>> Begin DOCUMENT PASSAGE
# Meet our new exotic addition Augustus!!



## TinyPaws (Jun 23, 2013)

Or Gus for short! He only came home today. I havn't posted in so long. All the other four, Tosca, Thomas, Suzie, Henry are all doing very well. Can you believe it is October already, and Henry is now 1 Year old (will have to also post a Henry update thread some point soon!)

Gus is a traditional exotic shorthair, the traditional has a slightly longer snout. He is so scrummy, I just want to eat him! 

The adult cat is his beautiful mummy. His sister was just as adorable (she is the other kitty in the pics with him). He has his five generation pedigree. I've wanted a pedigree kitty for so long, he is my little dream boy! 

He has a very loud deep meow, it is so strange because he is so little and cute! I think he is looking for his beautiful mummy. Apparently he is a very playful cheeky boy, if that is so, he is going to slot right in with very naughty Henry!


----------



## Jetlaya67 (Sep 26, 2012)

What a sweet baby! Congratulations!


----------



## Emiline (Sep 26, 2014)

I normally am not a fan of reds but he is gorgeous! So fluffy and cute!


----------



## 10cats2dogs (Jun 16, 2013)

Augustus is ADORABLE!!


----------



## snowy (Aug 23, 2012)

Wow! Beautiful kitties!


----------



## JoshC123 (Aug 11, 2013)

Beautiful cats! They're very stunning!


----------



## Chirrup (Oct 7, 2014)

Such beautiful cats!


----------



## TabbCatt (Mar 26, 2014)

Oh wow, so very cute! His little face is adorable, I agree!


----------



## Marcia (Dec 26, 2010)

Very cute!! Congratulations!


----------



## Mandy and Ellie (Oct 22, 2013)

OMG! He is gorgeous!!!! Congrats on your new adorable baby!  I also like the traditional ("doll face") on Persians and Exotic Shorthairs... they're much healthier, too, and don't have the breathing or eye issues like the "extreme" faces do!


----------



## Speechie (Dec 2, 2013)

OMG, Gus so gorgeous!! What a sweet little face! Congrats.
>> End DOCUMENT PASSAGE
>> Begin RECORDED INFORMATION
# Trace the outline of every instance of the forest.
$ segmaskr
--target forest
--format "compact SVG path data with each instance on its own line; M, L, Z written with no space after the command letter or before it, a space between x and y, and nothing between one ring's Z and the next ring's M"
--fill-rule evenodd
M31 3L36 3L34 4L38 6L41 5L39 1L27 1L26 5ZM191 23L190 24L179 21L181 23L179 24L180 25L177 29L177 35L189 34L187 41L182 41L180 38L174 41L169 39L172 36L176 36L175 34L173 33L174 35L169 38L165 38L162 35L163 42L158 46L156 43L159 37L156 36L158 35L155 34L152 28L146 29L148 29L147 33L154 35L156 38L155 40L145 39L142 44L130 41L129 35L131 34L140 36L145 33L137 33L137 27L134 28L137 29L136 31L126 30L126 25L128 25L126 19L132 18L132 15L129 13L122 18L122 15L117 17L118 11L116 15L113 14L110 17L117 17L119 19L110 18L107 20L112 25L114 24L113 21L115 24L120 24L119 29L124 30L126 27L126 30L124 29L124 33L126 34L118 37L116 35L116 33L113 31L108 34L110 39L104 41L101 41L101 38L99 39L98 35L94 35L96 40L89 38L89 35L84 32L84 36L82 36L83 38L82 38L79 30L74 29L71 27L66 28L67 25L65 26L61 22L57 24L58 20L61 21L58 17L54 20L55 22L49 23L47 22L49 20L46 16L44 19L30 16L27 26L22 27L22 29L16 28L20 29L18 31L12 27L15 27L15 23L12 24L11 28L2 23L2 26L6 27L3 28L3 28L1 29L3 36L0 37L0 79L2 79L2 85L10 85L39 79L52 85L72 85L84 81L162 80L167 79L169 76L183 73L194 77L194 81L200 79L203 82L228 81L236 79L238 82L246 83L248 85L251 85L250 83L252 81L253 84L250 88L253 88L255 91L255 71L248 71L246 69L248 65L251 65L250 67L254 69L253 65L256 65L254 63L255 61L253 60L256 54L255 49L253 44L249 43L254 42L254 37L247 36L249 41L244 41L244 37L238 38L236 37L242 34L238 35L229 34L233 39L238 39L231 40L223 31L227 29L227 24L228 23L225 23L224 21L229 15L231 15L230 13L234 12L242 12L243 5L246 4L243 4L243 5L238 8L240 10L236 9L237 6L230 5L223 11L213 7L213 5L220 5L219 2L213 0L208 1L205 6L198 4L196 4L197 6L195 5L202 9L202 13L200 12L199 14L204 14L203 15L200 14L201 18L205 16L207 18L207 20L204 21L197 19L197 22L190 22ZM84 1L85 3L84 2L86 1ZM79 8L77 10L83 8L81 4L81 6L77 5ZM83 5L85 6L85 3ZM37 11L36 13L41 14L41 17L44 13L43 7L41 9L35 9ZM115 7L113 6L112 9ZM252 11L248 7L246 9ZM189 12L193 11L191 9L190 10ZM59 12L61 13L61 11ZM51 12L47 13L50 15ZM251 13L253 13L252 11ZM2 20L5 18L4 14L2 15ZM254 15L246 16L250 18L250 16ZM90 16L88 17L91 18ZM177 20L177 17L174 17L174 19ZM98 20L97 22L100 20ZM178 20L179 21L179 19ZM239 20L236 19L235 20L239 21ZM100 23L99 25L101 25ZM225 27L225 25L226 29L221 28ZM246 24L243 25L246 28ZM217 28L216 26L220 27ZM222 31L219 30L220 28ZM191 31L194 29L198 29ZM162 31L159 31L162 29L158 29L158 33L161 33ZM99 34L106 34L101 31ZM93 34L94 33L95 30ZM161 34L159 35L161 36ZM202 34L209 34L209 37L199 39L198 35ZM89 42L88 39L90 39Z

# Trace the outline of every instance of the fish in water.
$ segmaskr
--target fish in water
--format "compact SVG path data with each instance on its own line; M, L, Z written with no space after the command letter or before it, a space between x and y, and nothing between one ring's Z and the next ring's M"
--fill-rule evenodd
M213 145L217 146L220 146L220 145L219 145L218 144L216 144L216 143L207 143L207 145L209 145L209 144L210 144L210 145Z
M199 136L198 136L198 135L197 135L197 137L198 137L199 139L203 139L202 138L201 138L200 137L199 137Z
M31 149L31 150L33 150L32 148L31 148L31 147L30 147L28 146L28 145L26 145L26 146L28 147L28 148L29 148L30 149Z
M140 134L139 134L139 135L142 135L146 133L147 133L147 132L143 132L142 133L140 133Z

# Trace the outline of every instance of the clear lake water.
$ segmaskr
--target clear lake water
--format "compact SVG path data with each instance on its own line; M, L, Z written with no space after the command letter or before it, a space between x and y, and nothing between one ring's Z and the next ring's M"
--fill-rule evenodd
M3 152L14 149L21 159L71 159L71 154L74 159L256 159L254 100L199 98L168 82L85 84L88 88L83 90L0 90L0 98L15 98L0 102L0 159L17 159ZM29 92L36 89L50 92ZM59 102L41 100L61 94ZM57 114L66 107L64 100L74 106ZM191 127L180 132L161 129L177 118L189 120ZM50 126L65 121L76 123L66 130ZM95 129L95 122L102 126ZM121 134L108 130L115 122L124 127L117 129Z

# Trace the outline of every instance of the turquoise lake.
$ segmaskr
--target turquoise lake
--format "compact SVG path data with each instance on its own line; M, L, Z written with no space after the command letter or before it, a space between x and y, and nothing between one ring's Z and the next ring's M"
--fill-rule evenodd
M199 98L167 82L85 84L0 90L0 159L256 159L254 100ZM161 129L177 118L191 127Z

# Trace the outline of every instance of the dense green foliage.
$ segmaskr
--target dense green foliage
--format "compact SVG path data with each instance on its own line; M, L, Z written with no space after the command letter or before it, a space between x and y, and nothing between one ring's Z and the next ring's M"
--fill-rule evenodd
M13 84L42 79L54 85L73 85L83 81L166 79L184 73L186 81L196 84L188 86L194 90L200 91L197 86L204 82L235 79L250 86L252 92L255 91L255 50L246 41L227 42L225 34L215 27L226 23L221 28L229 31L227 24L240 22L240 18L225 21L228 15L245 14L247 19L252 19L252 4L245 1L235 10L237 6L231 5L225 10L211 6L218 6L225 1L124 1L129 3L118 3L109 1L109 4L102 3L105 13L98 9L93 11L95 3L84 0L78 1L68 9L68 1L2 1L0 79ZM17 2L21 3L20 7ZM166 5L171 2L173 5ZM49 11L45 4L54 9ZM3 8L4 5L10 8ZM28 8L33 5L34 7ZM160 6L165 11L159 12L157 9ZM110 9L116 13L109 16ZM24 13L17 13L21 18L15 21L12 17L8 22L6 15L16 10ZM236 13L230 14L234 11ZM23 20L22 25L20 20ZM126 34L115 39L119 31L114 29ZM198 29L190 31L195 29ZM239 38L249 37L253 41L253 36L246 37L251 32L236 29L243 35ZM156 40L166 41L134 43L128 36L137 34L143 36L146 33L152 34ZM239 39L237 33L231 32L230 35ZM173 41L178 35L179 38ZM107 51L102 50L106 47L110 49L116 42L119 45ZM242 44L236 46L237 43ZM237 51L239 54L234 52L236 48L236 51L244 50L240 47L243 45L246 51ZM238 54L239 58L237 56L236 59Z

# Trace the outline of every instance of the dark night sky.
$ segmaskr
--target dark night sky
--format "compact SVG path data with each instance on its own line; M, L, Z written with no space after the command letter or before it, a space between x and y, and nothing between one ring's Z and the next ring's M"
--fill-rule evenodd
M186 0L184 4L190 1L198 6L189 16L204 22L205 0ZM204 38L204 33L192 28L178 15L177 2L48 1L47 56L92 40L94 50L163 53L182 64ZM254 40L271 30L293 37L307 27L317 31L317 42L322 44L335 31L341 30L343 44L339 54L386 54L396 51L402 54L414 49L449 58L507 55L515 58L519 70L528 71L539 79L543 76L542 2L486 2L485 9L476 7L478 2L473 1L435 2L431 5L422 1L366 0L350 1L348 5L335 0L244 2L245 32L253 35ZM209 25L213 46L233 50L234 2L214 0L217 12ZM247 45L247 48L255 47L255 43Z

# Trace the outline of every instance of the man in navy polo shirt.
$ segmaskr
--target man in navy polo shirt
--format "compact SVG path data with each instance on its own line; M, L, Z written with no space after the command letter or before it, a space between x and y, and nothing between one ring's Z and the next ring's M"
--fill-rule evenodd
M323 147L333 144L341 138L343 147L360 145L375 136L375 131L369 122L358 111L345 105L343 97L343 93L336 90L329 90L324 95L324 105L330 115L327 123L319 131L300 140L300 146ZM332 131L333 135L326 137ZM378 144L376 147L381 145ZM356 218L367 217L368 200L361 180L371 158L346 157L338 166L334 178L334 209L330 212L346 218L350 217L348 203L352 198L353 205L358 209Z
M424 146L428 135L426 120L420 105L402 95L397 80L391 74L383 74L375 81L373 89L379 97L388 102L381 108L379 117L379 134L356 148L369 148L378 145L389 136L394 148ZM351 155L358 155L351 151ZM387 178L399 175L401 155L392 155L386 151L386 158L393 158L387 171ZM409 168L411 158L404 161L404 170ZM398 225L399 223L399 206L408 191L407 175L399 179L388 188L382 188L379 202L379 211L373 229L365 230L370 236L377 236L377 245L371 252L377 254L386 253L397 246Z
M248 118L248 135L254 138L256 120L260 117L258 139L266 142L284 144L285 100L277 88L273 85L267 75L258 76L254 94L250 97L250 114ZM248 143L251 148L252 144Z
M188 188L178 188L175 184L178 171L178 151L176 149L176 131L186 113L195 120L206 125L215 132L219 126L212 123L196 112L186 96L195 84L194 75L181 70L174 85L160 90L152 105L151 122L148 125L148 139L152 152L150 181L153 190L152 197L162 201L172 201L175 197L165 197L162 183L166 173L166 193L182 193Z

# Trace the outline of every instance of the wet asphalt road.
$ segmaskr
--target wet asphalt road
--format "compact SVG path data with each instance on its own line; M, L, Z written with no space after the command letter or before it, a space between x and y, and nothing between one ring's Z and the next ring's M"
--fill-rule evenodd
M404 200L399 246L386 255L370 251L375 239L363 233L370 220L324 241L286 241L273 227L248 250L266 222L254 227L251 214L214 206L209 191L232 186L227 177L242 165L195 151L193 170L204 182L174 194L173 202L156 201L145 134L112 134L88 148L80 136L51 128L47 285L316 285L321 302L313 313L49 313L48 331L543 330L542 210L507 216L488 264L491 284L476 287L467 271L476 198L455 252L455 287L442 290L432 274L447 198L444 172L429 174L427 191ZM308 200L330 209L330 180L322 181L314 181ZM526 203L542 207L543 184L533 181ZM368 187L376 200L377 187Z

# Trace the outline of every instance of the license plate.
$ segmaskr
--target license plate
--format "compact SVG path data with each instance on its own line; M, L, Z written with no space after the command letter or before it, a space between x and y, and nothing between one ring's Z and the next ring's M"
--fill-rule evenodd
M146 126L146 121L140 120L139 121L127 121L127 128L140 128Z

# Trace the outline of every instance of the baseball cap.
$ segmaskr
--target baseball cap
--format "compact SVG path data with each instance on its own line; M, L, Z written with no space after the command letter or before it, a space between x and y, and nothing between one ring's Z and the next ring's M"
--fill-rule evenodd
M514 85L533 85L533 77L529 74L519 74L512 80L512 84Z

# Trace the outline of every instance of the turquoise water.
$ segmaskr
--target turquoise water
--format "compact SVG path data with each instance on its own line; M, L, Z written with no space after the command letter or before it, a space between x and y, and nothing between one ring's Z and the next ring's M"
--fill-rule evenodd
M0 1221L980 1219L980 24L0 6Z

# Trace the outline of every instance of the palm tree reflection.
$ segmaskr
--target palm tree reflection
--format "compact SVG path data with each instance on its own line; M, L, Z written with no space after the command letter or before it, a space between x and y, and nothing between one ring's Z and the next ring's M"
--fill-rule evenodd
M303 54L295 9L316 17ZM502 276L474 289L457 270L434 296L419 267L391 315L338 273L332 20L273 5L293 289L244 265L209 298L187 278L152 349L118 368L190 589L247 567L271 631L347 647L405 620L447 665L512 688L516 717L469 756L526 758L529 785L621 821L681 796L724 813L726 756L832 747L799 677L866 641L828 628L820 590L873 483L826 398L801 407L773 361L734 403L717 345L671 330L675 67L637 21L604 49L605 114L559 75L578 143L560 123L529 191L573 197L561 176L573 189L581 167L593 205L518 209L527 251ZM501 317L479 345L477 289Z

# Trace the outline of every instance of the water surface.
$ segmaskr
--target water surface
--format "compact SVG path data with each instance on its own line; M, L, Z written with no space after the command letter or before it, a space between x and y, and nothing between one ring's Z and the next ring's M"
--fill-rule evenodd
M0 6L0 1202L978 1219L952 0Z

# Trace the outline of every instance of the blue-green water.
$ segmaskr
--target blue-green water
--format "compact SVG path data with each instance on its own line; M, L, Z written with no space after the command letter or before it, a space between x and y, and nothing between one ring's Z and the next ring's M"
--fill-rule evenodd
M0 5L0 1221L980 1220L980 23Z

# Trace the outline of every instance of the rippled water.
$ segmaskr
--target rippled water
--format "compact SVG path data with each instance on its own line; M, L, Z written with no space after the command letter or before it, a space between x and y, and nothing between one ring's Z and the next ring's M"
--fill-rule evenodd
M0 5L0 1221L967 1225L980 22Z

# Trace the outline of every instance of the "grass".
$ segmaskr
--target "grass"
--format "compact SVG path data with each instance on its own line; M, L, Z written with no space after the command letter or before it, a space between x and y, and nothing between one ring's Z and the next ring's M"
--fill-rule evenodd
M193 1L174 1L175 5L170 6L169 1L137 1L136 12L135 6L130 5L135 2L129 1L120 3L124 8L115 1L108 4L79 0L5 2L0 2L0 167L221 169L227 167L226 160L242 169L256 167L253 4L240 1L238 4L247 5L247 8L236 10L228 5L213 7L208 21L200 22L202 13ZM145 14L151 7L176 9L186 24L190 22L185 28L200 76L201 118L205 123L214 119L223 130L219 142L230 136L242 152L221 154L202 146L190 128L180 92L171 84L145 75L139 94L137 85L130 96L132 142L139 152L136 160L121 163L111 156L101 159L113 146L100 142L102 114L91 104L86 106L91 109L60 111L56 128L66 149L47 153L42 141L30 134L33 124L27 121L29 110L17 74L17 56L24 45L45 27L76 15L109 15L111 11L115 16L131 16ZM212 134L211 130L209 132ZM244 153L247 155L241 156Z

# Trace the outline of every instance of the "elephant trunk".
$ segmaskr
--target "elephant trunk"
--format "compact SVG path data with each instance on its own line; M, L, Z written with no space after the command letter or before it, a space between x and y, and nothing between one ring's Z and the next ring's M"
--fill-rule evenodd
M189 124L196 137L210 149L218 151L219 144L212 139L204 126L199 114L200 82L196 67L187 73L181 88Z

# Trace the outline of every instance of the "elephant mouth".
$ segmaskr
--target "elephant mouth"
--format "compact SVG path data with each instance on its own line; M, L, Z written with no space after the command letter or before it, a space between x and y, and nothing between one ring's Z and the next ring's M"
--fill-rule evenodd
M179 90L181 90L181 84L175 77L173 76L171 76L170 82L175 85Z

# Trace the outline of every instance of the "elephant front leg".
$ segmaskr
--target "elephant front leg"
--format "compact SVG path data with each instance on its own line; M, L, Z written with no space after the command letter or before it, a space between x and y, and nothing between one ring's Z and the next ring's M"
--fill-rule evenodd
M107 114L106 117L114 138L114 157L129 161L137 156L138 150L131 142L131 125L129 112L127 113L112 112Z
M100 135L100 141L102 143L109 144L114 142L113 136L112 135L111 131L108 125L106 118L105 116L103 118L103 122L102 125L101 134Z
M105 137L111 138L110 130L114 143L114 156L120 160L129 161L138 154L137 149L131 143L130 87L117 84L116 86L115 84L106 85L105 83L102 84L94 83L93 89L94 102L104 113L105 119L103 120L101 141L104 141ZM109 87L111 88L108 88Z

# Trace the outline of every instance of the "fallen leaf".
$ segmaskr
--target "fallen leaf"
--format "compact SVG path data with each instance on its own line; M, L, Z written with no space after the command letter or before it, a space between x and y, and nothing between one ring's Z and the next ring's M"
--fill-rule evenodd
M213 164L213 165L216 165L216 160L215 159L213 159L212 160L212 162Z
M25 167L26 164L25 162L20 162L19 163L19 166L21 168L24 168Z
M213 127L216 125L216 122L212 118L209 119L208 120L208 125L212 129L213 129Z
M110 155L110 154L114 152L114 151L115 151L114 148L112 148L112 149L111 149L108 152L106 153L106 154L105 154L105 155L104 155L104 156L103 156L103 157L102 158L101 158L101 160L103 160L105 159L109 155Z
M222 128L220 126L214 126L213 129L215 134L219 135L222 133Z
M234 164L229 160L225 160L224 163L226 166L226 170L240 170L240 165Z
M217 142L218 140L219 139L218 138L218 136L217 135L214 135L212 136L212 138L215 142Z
>> End RECORDED INFORMATION
▸ **ACTIONS TO TAKE**
A – According to the forum thread about the new kitten, how does a traditional exotic shorthair differ in appearance?
B – Write the next portion of the forum thread about the new kitten, beginning after its final post.
None of the items is needed to complete the tasks.

▸ **RESPONSES BY TASK**
A – It has a slightly longer snout.

B –
----------



## cat face (Apr 4, 2013)

I concur with Speechie! THAT is a cute face, indeed! (swoons) I love orange kitties, especially orange and white! They remind me of my all time fav icecream lolly, a Creamsicle! 

I miss "Hank the Tank's" face! You really need to get some piccys of him up soon! I'll bet he's grown so much!

Good to see you, hope you and your FurGang are keeping well.


----------



## ndiniz (Jun 29, 2009)

If I remember correctly, don't exotic shorthairs have a very loving, playful, friendly personality?


----------



## spirite (Jul 31, 2012)

Eeeeeeee!!! What a sweet little face! And what a good-looking family! Mama kitty is beautiful, and his sister is adorable too. Those last two pics of Gus with his sister are so sweet.


----------



## TinyPaws (Jun 23, 2013)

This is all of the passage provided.